(Point annotation dataset records)
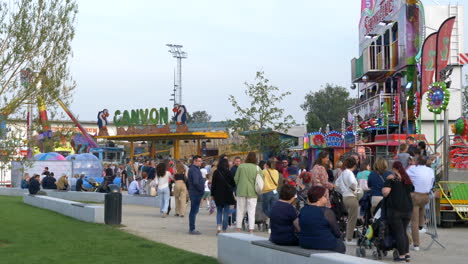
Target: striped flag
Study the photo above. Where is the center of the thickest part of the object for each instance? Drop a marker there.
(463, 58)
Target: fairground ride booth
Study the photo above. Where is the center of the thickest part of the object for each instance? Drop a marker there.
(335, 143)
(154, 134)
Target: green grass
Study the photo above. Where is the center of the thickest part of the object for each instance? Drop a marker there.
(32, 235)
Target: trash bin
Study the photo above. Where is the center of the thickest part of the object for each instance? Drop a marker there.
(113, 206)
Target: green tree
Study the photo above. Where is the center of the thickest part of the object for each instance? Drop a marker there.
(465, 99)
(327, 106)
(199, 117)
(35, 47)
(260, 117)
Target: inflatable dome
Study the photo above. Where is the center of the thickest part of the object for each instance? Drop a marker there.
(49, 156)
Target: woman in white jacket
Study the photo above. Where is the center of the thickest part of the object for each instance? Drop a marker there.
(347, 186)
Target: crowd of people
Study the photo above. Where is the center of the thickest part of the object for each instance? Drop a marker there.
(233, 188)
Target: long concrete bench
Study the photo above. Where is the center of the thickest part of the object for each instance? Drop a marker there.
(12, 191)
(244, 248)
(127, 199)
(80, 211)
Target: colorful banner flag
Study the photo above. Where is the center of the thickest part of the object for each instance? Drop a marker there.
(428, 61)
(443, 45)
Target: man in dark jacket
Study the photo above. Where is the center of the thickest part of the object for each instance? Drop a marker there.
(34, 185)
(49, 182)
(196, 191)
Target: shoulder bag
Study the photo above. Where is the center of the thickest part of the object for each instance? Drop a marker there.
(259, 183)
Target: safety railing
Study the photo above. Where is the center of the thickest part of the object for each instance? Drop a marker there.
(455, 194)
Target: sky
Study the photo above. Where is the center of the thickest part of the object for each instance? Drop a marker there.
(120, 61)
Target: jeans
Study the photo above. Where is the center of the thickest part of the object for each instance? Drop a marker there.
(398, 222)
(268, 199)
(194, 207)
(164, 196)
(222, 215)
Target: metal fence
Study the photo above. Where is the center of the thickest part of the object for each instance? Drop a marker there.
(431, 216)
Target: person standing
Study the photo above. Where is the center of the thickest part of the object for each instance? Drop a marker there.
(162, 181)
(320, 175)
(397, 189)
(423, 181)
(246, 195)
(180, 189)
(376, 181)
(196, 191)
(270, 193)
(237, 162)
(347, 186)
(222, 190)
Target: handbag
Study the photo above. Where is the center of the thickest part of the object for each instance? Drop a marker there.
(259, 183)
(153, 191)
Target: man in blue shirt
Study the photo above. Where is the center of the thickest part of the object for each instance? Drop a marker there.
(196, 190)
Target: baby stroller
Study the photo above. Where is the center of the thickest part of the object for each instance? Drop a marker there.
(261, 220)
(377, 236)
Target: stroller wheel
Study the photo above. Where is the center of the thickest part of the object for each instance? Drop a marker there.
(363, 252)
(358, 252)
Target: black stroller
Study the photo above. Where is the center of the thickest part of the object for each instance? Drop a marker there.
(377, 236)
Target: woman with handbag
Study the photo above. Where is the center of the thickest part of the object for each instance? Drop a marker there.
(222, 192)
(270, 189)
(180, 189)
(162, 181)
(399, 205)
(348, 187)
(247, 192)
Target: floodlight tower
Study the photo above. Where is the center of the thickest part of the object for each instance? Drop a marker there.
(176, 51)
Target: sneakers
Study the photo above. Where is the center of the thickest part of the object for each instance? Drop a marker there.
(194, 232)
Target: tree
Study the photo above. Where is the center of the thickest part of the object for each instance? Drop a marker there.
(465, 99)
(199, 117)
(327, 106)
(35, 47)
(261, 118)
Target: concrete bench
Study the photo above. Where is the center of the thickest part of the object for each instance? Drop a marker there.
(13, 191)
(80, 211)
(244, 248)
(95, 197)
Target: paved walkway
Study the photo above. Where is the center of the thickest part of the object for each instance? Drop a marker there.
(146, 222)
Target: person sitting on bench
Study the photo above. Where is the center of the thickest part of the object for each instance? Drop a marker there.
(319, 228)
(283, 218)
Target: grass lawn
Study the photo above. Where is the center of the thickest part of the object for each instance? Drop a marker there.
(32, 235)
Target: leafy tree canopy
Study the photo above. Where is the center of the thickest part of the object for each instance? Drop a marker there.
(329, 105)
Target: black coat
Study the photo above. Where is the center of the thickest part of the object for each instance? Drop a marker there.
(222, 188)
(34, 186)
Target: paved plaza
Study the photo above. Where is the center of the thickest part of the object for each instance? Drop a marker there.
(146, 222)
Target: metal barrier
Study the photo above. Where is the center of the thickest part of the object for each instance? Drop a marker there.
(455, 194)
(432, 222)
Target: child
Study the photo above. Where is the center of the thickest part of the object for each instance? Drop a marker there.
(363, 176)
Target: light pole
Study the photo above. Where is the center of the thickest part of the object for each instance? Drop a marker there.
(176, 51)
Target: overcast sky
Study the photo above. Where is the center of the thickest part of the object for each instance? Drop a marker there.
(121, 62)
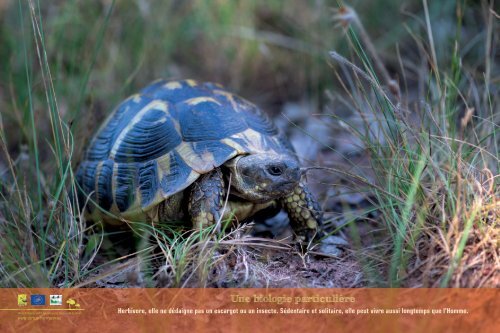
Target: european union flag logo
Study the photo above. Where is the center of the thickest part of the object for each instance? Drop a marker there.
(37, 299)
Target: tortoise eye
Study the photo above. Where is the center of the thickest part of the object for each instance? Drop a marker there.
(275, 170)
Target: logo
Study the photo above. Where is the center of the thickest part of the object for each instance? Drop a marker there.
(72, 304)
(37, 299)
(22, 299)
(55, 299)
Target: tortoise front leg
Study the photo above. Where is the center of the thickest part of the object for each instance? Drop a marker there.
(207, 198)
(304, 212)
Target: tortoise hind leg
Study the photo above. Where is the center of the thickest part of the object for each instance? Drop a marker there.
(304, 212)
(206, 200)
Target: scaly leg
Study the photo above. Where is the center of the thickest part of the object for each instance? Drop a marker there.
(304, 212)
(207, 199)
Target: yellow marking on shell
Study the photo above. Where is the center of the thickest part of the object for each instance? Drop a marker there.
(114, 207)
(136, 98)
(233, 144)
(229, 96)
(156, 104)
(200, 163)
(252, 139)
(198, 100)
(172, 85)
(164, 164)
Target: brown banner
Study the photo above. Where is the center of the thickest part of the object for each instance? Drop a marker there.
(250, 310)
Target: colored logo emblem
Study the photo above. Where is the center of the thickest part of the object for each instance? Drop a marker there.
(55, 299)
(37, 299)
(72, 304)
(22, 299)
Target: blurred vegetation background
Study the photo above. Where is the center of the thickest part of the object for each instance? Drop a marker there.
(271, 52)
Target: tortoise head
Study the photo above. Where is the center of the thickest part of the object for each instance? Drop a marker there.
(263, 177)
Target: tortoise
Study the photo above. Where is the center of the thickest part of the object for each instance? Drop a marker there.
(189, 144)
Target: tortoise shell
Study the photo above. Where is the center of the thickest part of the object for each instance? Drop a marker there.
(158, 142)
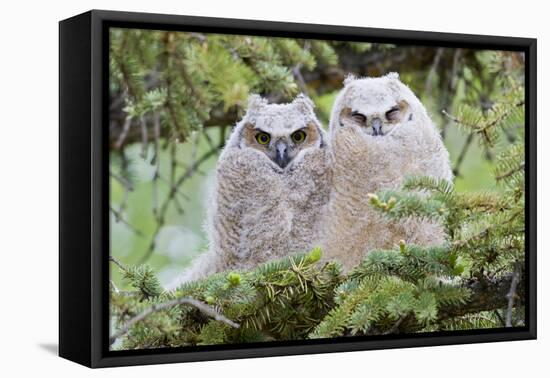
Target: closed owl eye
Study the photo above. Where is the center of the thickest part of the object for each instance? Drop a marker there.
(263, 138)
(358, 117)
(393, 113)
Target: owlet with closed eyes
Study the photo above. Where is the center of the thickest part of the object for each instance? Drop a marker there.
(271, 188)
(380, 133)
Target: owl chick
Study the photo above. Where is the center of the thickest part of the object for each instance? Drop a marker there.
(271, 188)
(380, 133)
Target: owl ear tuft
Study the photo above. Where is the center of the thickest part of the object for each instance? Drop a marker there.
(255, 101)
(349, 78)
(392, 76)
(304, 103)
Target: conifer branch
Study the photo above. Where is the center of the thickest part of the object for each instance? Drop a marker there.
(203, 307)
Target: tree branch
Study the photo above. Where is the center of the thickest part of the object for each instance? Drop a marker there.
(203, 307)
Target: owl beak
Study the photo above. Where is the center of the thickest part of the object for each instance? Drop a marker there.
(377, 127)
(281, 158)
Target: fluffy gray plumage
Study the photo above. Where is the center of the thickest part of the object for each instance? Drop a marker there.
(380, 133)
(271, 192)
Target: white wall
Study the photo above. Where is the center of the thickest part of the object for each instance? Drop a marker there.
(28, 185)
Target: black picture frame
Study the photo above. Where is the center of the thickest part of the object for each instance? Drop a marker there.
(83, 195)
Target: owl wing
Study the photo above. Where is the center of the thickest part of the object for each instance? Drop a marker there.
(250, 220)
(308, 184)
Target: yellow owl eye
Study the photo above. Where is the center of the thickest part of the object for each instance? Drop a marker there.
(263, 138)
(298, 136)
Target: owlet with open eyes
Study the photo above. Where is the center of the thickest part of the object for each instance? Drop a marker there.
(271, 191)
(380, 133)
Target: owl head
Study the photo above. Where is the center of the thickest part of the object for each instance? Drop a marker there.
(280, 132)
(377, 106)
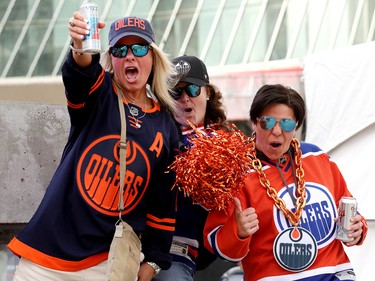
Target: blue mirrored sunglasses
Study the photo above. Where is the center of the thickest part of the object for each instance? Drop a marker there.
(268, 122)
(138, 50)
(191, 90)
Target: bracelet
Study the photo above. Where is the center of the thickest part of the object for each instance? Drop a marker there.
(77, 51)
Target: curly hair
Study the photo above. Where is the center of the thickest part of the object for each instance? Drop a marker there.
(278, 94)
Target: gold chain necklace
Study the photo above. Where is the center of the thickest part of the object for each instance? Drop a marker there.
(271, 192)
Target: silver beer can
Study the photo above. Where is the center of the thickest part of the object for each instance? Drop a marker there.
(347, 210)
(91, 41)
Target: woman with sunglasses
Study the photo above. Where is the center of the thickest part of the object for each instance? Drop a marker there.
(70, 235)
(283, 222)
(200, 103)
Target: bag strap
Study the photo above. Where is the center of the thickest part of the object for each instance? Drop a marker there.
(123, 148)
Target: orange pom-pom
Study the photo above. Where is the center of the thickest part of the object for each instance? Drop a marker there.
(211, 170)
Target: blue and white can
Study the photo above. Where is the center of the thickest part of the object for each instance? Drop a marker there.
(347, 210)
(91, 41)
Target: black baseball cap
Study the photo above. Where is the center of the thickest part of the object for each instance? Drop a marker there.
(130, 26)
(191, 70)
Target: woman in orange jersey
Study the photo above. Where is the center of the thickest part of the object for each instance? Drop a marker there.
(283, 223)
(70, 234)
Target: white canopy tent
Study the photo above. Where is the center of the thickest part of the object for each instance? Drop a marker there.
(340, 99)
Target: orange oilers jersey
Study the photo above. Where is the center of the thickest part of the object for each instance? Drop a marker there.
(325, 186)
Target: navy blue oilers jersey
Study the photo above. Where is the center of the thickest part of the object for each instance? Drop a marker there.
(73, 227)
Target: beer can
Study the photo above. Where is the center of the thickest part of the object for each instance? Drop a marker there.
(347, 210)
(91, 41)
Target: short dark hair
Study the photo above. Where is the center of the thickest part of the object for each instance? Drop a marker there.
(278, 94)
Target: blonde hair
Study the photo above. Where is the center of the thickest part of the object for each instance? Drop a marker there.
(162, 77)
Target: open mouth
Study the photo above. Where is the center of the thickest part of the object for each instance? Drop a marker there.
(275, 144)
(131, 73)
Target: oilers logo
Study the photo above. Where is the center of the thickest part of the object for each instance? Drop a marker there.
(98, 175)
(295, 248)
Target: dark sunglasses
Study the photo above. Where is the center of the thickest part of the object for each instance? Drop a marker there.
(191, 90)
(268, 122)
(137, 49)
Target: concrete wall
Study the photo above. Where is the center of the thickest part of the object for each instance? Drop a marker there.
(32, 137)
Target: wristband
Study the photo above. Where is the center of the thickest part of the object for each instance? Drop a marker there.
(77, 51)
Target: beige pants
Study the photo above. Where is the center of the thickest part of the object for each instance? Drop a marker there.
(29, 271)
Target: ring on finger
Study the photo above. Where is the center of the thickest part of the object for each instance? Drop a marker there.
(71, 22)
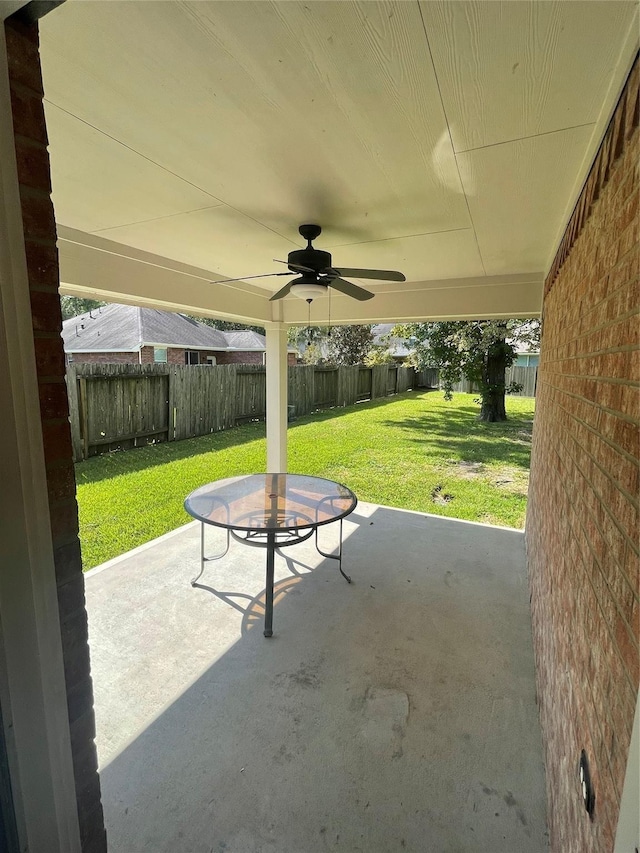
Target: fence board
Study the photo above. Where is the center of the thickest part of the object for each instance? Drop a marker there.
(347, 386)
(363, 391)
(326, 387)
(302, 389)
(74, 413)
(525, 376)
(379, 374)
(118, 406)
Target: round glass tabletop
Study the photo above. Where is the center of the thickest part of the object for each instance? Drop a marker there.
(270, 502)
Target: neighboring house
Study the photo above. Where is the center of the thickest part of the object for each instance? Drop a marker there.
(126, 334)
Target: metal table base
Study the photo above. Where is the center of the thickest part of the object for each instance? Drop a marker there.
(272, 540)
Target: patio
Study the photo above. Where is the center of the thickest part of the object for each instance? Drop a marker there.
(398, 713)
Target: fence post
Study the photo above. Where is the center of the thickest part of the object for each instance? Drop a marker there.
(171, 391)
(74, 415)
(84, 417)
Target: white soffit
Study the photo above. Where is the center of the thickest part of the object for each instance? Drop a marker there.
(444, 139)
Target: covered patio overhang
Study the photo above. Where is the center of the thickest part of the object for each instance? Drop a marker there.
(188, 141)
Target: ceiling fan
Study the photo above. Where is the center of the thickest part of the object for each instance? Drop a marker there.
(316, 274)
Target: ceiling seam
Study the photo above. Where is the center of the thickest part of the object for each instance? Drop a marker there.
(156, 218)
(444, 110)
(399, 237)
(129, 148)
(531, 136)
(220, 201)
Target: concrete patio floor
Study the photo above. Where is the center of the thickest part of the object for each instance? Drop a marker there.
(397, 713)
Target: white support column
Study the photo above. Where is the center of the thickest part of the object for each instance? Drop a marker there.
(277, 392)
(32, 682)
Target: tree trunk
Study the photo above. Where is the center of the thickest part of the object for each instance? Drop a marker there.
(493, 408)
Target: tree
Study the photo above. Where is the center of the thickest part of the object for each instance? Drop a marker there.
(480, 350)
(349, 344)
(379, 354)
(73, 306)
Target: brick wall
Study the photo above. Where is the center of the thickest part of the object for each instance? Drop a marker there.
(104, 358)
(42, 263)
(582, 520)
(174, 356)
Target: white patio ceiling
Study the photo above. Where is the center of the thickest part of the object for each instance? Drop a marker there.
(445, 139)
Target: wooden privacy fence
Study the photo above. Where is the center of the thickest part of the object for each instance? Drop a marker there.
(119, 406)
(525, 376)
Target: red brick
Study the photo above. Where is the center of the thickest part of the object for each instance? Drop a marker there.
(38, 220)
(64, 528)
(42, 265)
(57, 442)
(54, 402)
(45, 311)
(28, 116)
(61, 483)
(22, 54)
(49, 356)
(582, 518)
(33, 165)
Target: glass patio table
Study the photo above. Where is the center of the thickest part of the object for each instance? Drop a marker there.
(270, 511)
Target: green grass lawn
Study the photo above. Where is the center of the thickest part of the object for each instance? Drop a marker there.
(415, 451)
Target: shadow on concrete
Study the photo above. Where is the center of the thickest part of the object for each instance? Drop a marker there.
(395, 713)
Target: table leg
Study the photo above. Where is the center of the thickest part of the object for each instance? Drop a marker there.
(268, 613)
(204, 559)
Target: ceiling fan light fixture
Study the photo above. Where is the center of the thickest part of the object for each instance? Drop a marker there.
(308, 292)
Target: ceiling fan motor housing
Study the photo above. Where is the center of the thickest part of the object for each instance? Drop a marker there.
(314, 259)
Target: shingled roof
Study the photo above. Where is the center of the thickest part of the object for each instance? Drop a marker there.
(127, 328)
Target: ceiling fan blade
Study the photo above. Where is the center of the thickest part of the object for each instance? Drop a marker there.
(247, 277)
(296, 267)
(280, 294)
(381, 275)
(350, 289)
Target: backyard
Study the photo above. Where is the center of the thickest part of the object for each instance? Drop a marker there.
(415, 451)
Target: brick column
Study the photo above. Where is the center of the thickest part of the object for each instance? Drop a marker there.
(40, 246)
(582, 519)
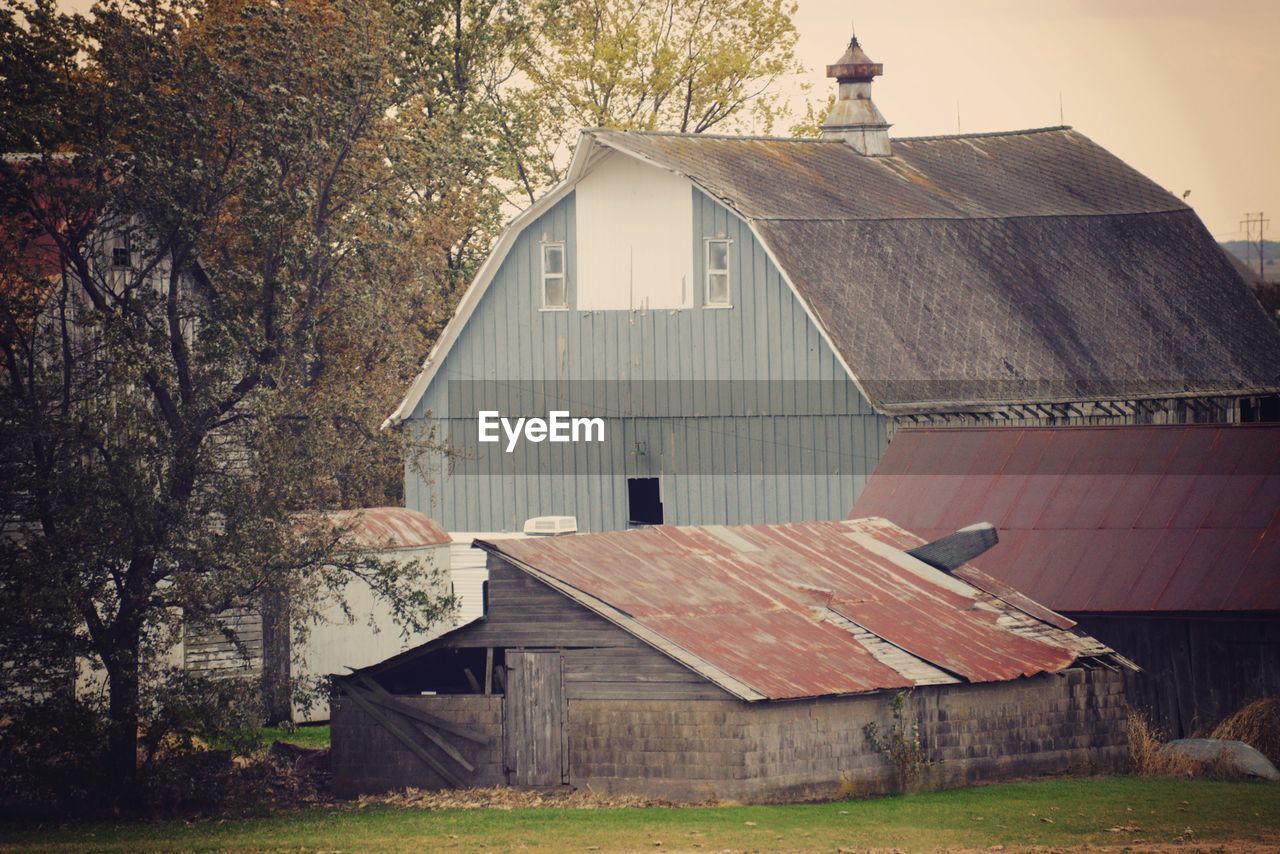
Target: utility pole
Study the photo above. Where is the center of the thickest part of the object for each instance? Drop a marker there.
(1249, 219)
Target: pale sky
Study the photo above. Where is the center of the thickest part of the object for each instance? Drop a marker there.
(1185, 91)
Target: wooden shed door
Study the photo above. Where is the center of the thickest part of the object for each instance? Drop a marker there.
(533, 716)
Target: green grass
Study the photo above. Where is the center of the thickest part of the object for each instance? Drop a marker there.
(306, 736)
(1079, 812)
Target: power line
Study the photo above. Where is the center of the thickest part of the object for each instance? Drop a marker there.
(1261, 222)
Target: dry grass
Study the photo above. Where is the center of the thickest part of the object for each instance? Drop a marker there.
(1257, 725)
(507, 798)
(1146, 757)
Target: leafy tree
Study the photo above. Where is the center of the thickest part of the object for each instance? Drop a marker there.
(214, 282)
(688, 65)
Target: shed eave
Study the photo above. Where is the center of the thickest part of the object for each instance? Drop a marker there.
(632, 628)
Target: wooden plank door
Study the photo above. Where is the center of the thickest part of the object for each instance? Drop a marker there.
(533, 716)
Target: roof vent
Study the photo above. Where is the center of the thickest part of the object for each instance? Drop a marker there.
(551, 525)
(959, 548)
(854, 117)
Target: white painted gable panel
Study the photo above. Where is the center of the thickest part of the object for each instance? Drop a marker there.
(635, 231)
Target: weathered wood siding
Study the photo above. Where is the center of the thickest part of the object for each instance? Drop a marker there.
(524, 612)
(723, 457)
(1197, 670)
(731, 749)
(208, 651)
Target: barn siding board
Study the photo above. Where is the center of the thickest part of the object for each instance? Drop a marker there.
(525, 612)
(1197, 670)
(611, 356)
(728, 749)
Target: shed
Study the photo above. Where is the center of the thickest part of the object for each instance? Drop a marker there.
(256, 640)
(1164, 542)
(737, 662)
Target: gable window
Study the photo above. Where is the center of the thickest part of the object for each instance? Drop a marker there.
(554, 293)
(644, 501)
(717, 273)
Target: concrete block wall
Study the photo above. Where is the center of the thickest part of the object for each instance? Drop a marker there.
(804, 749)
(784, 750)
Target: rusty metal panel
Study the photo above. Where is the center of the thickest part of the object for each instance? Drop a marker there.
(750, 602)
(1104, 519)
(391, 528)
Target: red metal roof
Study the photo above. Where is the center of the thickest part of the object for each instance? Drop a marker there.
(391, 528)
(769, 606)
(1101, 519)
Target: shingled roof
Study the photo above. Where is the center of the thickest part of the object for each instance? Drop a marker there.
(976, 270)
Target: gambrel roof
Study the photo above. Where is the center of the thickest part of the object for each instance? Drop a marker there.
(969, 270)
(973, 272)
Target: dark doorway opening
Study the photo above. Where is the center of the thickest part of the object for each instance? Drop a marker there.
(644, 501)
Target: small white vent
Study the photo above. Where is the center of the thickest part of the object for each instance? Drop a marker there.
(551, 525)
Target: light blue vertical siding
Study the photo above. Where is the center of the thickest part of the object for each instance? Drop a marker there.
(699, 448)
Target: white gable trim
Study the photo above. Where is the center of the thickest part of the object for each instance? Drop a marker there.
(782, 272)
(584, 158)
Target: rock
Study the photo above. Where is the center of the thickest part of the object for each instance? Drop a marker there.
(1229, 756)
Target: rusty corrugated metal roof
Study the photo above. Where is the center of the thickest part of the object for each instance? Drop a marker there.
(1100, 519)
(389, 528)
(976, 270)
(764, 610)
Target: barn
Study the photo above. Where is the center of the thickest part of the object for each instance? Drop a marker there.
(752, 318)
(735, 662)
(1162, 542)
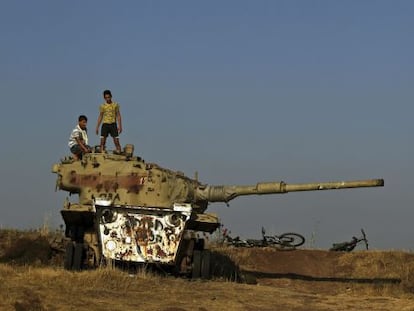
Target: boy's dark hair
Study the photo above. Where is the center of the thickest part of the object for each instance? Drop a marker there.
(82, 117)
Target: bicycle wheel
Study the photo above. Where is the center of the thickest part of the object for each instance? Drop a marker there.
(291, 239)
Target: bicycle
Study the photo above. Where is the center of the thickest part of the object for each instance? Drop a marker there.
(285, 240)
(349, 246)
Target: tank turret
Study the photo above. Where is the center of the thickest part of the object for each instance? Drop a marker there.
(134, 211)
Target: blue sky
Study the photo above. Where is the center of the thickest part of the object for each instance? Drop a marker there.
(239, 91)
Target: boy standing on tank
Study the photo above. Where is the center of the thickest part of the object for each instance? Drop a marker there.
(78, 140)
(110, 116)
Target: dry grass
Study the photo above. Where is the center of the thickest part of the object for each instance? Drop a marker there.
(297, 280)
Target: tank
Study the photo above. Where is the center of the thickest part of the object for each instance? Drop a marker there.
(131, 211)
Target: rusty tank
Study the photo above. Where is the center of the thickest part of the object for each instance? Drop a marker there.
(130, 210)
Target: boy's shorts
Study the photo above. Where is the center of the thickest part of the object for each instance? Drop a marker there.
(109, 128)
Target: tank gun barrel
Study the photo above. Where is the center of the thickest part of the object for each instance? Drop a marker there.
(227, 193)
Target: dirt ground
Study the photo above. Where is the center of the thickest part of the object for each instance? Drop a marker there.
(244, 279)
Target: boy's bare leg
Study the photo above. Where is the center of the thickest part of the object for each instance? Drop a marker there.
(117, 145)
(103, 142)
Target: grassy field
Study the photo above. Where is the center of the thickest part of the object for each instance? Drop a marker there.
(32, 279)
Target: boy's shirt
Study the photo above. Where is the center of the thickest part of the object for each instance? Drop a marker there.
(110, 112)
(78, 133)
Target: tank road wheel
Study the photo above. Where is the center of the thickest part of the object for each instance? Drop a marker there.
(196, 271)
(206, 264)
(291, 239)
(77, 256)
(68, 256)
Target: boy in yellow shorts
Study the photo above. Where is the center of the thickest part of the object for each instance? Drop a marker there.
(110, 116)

:: Challenge ::
Locate the line with "Target: blue sky" in the entries above; extract it and every line after it, verbatim.

:: Response to the task ::
Target: blue sky
Study the photo above. Where is the center of the thickest part of the object for each instance? Drop a marker there.
(239, 91)
Target: boy standing on tank
Study the photo above. Where is the center of the thickest part of the object for each instance? Drop a marker there.
(78, 140)
(110, 116)
Target: dry grass
Study the photo above. Where is the center of the thickest part of the object for each instance? Drop a marker there.
(297, 280)
Target: tank
Study the photo above. Where is the center of the thickest part of the object for each instance? Drop a marker there.
(131, 211)
Target: rusty tank
Study the photo above. Where is the center of the thickest part of the object for each instance? Drop a marker there.
(130, 210)
Target: boy's shorts
Study the photo above. Where is the center of the thickest part of the object for each instance? Drop a marker there.
(109, 128)
Target: tank gun barrel
Study the photo above. Where is the center of the thickest part of the object for each instance? Drop a marker there.
(227, 193)
Target: dirt ground
Study the photo above. Where is the center of the thickest part of the object for each instance? Drop a marker there.
(244, 279)
Target: boy's bare leg
Study the photo above. Where is the center of the thickest part of the object for each instance? Drop a marker there.
(117, 145)
(103, 142)
Target: grassy field
Study the photo above. Where is the center of the thickest part of the object for each instance? Drop a marker there.
(32, 279)
Target: boy's shirt
Study the photo above. Where is the center of the thickest part of the object for each instance? Drop a marker there.
(110, 112)
(78, 133)
Target: tank road wheel
Study the photo above. Where is the center of the thickest part of the object for each instance? Drop a marker there.
(196, 271)
(206, 264)
(291, 239)
(77, 256)
(68, 256)
Target: boy in yellow shorts
Study the photo above. Where is the center of the thickest part of the object for each instance? Drop a marker there.
(110, 116)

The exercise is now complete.